**Activity**
Go through the data below and transcribe it exactly. Omit the images.

======== Data for this exercise

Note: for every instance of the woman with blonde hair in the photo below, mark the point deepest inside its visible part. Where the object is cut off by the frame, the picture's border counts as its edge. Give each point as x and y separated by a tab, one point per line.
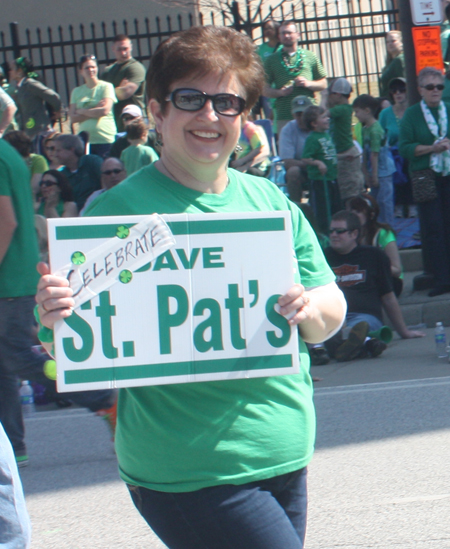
395	61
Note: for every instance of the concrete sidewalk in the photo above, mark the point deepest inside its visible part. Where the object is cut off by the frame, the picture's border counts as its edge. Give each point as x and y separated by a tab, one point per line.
404	359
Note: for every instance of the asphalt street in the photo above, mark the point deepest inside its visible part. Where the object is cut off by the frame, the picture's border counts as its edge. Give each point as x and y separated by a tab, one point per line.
380	476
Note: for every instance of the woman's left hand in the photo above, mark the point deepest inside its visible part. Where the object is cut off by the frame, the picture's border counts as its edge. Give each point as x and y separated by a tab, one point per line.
294	304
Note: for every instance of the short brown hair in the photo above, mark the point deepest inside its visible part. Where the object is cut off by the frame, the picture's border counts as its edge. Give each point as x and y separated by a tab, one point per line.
120	38
311	114
199	51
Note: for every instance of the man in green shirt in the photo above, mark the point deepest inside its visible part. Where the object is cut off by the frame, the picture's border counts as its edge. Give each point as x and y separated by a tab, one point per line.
292	71
18	283
127	76
350	177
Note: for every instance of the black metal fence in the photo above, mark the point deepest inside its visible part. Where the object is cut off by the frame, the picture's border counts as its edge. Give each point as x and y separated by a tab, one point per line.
348	38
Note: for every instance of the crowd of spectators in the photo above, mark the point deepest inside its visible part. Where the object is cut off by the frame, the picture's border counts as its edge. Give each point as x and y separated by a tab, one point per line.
397	157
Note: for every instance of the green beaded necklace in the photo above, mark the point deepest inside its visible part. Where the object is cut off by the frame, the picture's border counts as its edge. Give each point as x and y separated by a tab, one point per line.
293	64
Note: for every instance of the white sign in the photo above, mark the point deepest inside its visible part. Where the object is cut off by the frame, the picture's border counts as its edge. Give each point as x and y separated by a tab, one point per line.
203	310
426	12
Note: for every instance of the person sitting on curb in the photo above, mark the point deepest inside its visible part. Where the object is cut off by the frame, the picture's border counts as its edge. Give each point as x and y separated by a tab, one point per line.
363	274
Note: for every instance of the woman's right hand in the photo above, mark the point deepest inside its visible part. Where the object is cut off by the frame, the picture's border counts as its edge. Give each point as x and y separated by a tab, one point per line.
54	297
441	145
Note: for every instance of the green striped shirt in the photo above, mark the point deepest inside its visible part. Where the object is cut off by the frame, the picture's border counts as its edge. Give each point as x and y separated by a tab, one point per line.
278	75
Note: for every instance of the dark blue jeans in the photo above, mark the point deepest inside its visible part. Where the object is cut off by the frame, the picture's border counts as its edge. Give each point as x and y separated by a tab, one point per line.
18	360
268	514
435	225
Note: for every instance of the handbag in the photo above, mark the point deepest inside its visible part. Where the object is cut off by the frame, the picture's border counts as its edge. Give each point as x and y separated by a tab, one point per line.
424	185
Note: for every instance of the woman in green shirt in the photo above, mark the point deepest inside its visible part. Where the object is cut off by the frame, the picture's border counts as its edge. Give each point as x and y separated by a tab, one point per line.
91	107
215	463
425	144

================

**Response to this task**
Note: for every instance of the woman with blonde hair in the photo below, mark the point deepest inside its visible part. Where the object is cut off by the frame, the picture's border counts as its edge. Give each point as x and y separated by a tab, one point per line.
395	61
Note: for every instance of the concrete sidewalk in the photo above, mark the point deepest inside its visible part. Where the object is cut off by the frame, the picture's border counts as its edge. Give each point as x and y separated by a tab, one point per line.
404	359
Note: for every instance of the asphalt street in the photo above, mark the point deepest inside its visible part. Where the object is cut off by the frame, the picture's border counts as its edge. Give each point as x and y separated by a tab, one point per line.
380	476
Note: for every instance of the woman's left hand in the photo above, mark the point deepest inside its visible part. Where the object is cut off by the frame, the picture's border counts as its edge. Give each point as x and y separated by a tab, one point per line.
294	304
Note: for every instance of the short brown hair in the photo above, mark the point deepest inside its visible part. Where the object is cut off by the frame, the picture's border counts as its edge. Give each point as x and y separated by a tab, one point per line.
120	38
311	114
199	51
Note: for every instance of the man in green shirt in the photo above, mark the point deepest inside its visible part. Where the object is cut off by the frame, the picture's border counts as its edge. Give each point as x and y separated by a tab, one point per line.
292	71
18	283
127	76
350	177
Note: for every instance of the black metal fence in the photo above, mark the point deepest inside its visible part. Where the object is cut off by the frame, the picture's border counts as its edge. Give each point as x and y separated by a tab, one point per line.
348	38
Note: for every instance of the crowd of spectators in the photo above, mark the point deepest inside its visible part. Where the object is cut off by the frame, the picture's border counts as its edge. Give each point as x and y separated by a tab, one point per line.
397	157
Note: for every instance of the green beaded necklace in the photo above, mark the point deepest inside its visible part. Where the object is cut off by the frame, the picture's border counts as its edge. Give each point as x and y separated by a tab, one point per line.
293	64
Note: for every instance of the white sign in the photo above, mark the point deepest inside its visible part. Where the object is cut off by the frame, the picture's border counts as its edge. Give each point as x and y separated by a tab, one point per line.
203	310
426	12
Note: for every instance of the person sitting on curb in the photo above, mark the point deepest inside its visible part. Where the object is cut off by the frame, the picture's border counts as its edge. Give each point as x and y separated by a tab, one point per line.
363	274
Note: for every instance of the woman's right hand in the photo above, mark the point deepest inside its visible part. Where the object is cut off by the frame, the picture's border counts as its edge. Give each point as x and y separated by a tab, one point per line.
54	297
441	145
Note: for every instance of the green striped shirt in the photo above, mark the point deepest inside its visible part. Where the object is cut off by the frame, the picture's border counts as its edge. Give each point as x and y separated by a tab, one point per line.
278	75
Note: for every instance of the dark blue jeans in the photo above, mark the point deepest inside its visible part. Where the object is cut off by the frame, the picture's border counts as its edge. Give each point as x and y separated by a tab, one point per line.
18	360
268	514
435	225
Note: for every instance of the handbag in the photo above, mark the point deepest inside its visible part. Where the object is cut off by the frame, the picture's border counts as its edge. Give each point as x and y separated by a tab, one point per line.
424	185
Note: for every instance of the woman in green shirt in the photo above, mark the point deepest inside its visible part. Where the object is cut off by the frame, the picture's border counts as its edge. Give each point as x and y separated by a tab, one point per line.
91	107
215	463
425	144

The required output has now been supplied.